*WHAT TO WORK ON*
Copy the data that follows exactly. Include no pictures.

INPUT MATERIAL section start

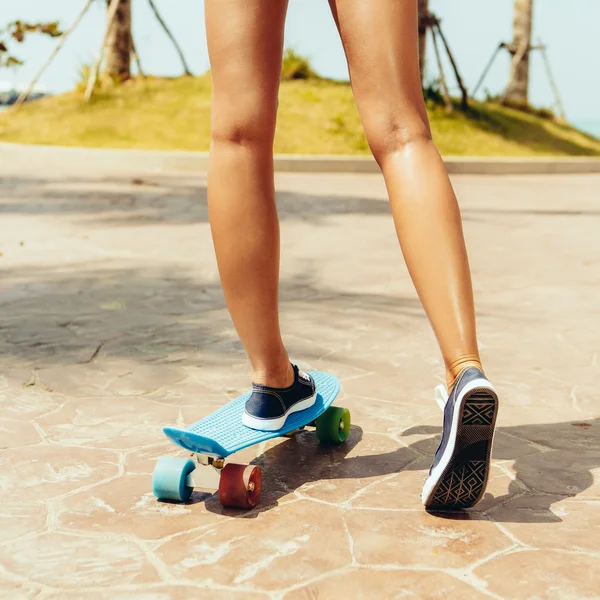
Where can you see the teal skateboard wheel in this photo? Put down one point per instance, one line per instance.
(169, 480)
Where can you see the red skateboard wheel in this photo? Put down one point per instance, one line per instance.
(240, 486)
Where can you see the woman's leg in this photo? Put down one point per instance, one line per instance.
(381, 44)
(245, 42)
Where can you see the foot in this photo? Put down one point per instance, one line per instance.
(268, 408)
(460, 469)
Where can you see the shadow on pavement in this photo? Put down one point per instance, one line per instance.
(552, 475)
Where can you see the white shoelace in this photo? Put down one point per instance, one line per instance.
(441, 396)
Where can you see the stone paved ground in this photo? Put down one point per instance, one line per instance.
(112, 324)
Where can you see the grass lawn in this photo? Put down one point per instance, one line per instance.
(315, 117)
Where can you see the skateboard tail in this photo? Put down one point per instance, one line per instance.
(195, 443)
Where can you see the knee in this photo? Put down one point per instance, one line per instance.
(390, 134)
(243, 124)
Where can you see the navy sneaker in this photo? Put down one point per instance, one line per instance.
(268, 408)
(460, 469)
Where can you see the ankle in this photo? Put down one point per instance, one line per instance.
(279, 375)
(454, 369)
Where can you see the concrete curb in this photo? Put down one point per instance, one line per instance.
(61, 157)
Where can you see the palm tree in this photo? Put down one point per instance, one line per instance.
(517, 89)
(119, 44)
(423, 11)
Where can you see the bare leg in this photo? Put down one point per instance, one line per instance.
(245, 41)
(381, 44)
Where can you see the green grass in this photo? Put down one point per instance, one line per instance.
(315, 117)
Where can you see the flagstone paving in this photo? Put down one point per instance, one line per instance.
(112, 324)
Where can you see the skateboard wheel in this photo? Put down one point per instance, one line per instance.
(240, 486)
(333, 426)
(169, 479)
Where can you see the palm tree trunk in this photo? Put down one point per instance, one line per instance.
(119, 44)
(423, 11)
(517, 91)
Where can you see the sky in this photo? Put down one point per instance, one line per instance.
(473, 29)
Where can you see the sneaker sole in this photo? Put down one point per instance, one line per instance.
(464, 477)
(279, 422)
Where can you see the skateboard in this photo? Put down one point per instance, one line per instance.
(212, 439)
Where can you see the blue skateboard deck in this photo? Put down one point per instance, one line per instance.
(222, 433)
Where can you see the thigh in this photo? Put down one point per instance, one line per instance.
(245, 44)
(380, 39)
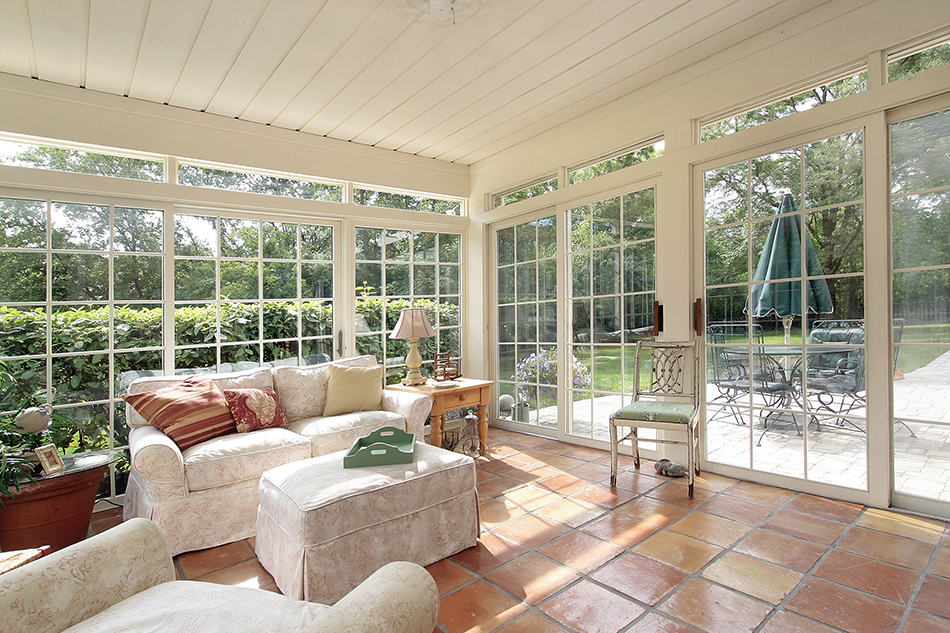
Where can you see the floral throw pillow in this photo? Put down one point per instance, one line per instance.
(254, 409)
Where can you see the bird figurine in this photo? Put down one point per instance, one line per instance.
(34, 419)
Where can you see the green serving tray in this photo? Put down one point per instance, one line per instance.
(382, 447)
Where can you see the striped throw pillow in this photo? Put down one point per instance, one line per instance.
(190, 412)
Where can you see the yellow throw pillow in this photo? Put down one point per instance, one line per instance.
(353, 389)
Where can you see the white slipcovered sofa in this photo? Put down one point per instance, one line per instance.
(207, 495)
(123, 581)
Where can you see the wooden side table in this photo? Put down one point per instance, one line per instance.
(467, 393)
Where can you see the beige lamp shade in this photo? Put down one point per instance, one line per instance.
(412, 324)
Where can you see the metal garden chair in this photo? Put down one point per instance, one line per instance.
(669, 401)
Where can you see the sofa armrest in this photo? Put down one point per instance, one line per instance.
(397, 598)
(413, 407)
(158, 461)
(57, 591)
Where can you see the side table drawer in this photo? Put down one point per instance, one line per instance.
(459, 399)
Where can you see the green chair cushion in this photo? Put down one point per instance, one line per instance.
(653, 411)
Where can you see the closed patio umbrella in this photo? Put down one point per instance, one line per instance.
(781, 258)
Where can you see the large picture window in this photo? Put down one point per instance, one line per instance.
(81, 289)
(396, 269)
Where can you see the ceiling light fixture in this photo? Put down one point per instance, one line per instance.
(444, 11)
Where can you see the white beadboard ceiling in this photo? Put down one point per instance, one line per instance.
(376, 72)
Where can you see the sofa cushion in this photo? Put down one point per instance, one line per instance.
(352, 389)
(241, 456)
(189, 412)
(186, 606)
(254, 378)
(338, 432)
(302, 391)
(254, 409)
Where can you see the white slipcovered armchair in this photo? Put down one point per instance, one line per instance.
(207, 494)
(123, 581)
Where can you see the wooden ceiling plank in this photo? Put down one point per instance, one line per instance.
(615, 82)
(115, 32)
(170, 32)
(660, 29)
(484, 26)
(223, 34)
(507, 45)
(16, 39)
(280, 28)
(584, 35)
(336, 22)
(367, 43)
(59, 36)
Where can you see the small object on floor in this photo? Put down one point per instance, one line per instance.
(670, 469)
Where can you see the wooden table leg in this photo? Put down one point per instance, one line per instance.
(435, 429)
(482, 429)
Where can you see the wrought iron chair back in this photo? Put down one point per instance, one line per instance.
(674, 372)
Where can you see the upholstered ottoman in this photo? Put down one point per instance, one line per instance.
(323, 529)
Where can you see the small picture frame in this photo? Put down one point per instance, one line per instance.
(50, 459)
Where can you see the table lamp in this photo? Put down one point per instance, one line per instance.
(413, 325)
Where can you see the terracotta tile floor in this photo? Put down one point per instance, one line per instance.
(560, 551)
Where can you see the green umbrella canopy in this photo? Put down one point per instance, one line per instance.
(781, 258)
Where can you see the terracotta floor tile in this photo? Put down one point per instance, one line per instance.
(564, 483)
(785, 622)
(477, 608)
(682, 552)
(498, 511)
(920, 622)
(573, 512)
(250, 573)
(805, 526)
(621, 530)
(563, 462)
(769, 495)
(919, 528)
(194, 564)
(587, 453)
(887, 547)
(738, 509)
(531, 622)
(825, 508)
(710, 528)
(934, 596)
(782, 549)
(845, 608)
(592, 472)
(753, 576)
(531, 531)
(656, 623)
(715, 609)
(581, 551)
(554, 446)
(532, 578)
(449, 575)
(604, 495)
(588, 608)
(942, 564)
(489, 553)
(708, 481)
(531, 497)
(497, 485)
(678, 494)
(639, 577)
(653, 511)
(636, 482)
(887, 581)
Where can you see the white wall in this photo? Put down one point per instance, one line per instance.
(834, 36)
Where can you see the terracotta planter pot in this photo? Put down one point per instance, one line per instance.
(54, 512)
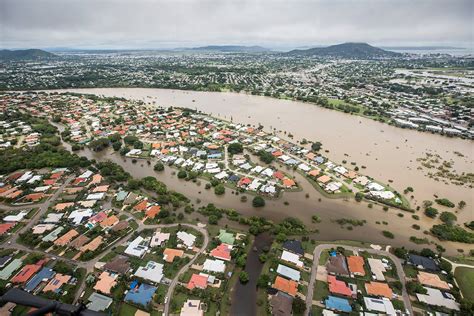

INPUT MATERIAL section end

*EXERCISE OUTPUT*
Where can you see the teal skateboard wheel in this photo? Put down one point per instance, one line per instance.
(169, 480)
Where can you see the red skateboard wheel in this photo? Put down one point per instance, one line per instance.
(240, 486)
Where can you see the woman's leg in this photo? Put down one point per instance, one line per instance.
(381, 44)
(245, 42)
Where can you see the foot in this photo? Put down one point per instance, one line per instance.
(268, 408)
(460, 469)
Where can you see the shadow on pavement in this photo? Put down one point per instance, one line per instance.
(552, 475)
Where can you see the white shoelace in this photo? Put down one point per instance, one line per instance.
(441, 396)
Where can you see the stone paved ground in this photo? Put down one point per instance, one line per instance.
(112, 324)
Where can you see the grass lawn in this photo? Put down one point per instance, one line per instance.
(315, 117)
Where can you see the skateboard tail in this photo? Put down one point per instance, one line per instance.
(195, 443)
Where can you see the knee in this photo? Put down one point per instance, one line per instance.
(390, 134)
(243, 124)
Where can you see the navy sneaker in this photo? Put down one point per instance, one line per instance.
(268, 408)
(460, 469)
Where can you see the ankle in this photo? Put down one point per instance, one line per instance.
(279, 375)
(454, 369)
Where can you see the concrete curb in this photo? Put down one point per instance, one line per instance.
(61, 157)
Where can you see the palm tree in this photo? Put down one point per instance, one line per instance.
(517, 89)
(119, 44)
(423, 11)
Where can you see the bare leg in this photo? Put down one point per instance, one line per instance.
(245, 41)
(381, 44)
Where can you see the green grass in this photo? Put down one point per instance, one line per instance.
(315, 117)
Where can you see the flagstone paving in this photo? Put down one point per instance, one line per instance.
(112, 324)
Where can you see the skateboard wheel in this photo? Put down one point per instance, one line per instance.
(240, 486)
(333, 426)
(169, 479)
Where can you see the palm tree trunk in this photo? Put down one point per instance, one line per instance.
(119, 44)
(423, 11)
(517, 91)
Where can you see the sky in this photo? Put down one point per instance, one line per instance.
(473, 29)
Where can you see the sneaker sole in this photo? Put down one point per instance, one line per instance.
(464, 477)
(279, 422)
Where can you see the skateboard in this photo? Put down one point per instance, one line per instance.
(212, 439)
Where can you see the blue skateboard deck in this photo? Put down one point per instance, one line per instance.
(222, 433)
Where can you see the thigh in this photo? Put down one point per instance, one line per instance.
(245, 44)
(380, 39)
Where can you see the floral throw pillow in this photo? Put down one point per instance, one line per instance.
(254, 409)
Where can you see the bird figurine in this photo? Put down one point per instance, one line per instance.
(34, 419)
Where can you see the green serving tray in this photo? Put down one point per instance, one line per instance.
(382, 447)
Where can you see the striped throw pillow in this photo? Put down one point per instance, one line per instance.
(190, 412)
Where can you see the yellow throw pillow in this photo? Put down one point per instance, one line per instance.
(353, 389)
Where can you see the white slipcovered sofa in this photo? Put down one point per instance, one line per instance.
(207, 495)
(123, 581)
Where can you see the wooden side table in this photo? Put down one point per instance, one line per instance.
(467, 393)
Where can you see the beige lamp shade in this photo? Put down one point per instance, one line per instance.
(412, 324)
Where can you see the metal garden chair in this photo? Put down one point per instance, one line per instance.
(669, 401)
Where can you see the sofa armrest in this photo? Put down one point per instance, one line per instance.
(397, 598)
(413, 407)
(158, 461)
(57, 591)
Where can you see the side table drawer in this photo? Put down one point per instance, one line per instance.
(459, 399)
Where can you see the green chair cushion in this photo? Put down one point per instance, one line per instance.
(653, 411)
Where can you see the closed patio umbrella in this photo? Put down one point per instance, one line per instance.
(781, 258)
Where can you see the large picture window in this photo? Put down one point per instance, one line per instance.
(81, 289)
(396, 269)
Where can you see the ceiling light fixture in this photo? Put down one point per instance, one line per instance.
(444, 11)
Where can you see the white beadboard ceiling in this photo? Put down one point per instance, one line per instance.
(376, 72)
Where can you see the sofa cushion in this photo? Put down one point per instance, one line per instance.
(352, 389)
(241, 456)
(189, 412)
(186, 606)
(254, 378)
(338, 432)
(302, 391)
(254, 409)
Where can you see the white slipcovered armchair in this photo? Put down one point per instance, one line per instance.
(207, 494)
(123, 581)
Where can you see the wooden ceiling plank in this photo? Put down one point per instance, one line per instance.
(615, 82)
(115, 32)
(170, 32)
(660, 29)
(484, 26)
(223, 34)
(507, 45)
(16, 39)
(280, 28)
(584, 35)
(336, 22)
(367, 43)
(59, 36)
Where can you see the small object on floor in this photo? Put down one point per instance, one line per instance.
(670, 469)
Where can you see the wooden table leg in this photo? Put down one point per instance, one line per instance.
(435, 429)
(482, 429)
Where can you see the wrought iron chair back in this photo? Put down one point per instance, one line per instance.
(674, 372)
Where can you see the upholstered ottoman in this photo? Put down one point per instance, one line per instance.
(323, 529)
Where can you see the small picture frame in this photo? Put down one point per instance, one line per instance.
(50, 459)
Where can you see the table lamp in this photo? Put down one point per instance, one line per instance.
(413, 325)
Where can you see the terracotta tile floor in this photo? Put down one point per instance, one line per instance.
(560, 551)
Where can you see the green umbrella canopy in this photo? Put down one point per instance, one line per instance.
(781, 258)
Where can you see the terracotta floor tile in this photo? Put down one point per instance, one line per instance.
(564, 483)
(785, 622)
(477, 608)
(682, 552)
(498, 511)
(920, 622)
(573, 512)
(250, 573)
(805, 526)
(621, 530)
(563, 462)
(769, 495)
(919, 528)
(194, 564)
(587, 453)
(887, 547)
(738, 509)
(531, 622)
(825, 508)
(710, 528)
(934, 596)
(782, 549)
(845, 608)
(592, 472)
(753, 576)
(531, 531)
(656, 623)
(715, 609)
(581, 551)
(554, 446)
(532, 578)
(449, 575)
(604, 495)
(588, 608)
(942, 564)
(489, 553)
(708, 481)
(531, 497)
(497, 485)
(678, 494)
(639, 577)
(653, 511)
(636, 482)
(887, 581)
Where can you see the white wall in this photo? Put down one point per instance, one line per instance.
(834, 36)
Where can you see the terracotta planter pot in this photo? Put down one point per instance, one line per instance.
(54, 512)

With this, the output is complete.